== Segment start ==

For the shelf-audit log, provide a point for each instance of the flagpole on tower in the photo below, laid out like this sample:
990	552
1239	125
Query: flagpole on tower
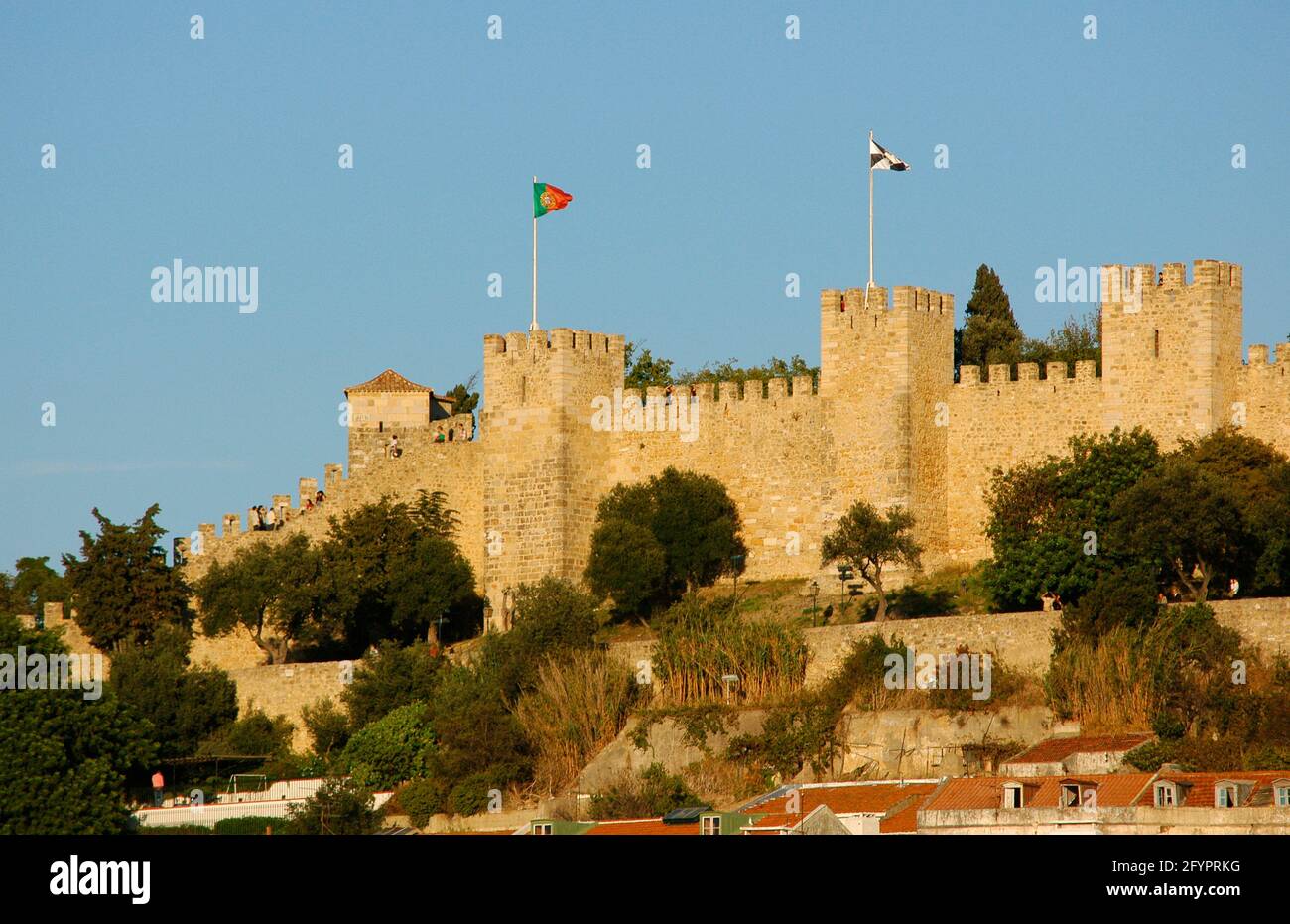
533	326
871	214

== Segment end ==

### What the task asks
Reproduce all of the data exactly; the pictures do not belong in the copy.

### Reply
For the shelf-audit log, provide a point for each instance of the flagpole on tower in the photo below, laid out like this sample:
990	552
1239	125
Query: flagpole on tower
533	326
871	214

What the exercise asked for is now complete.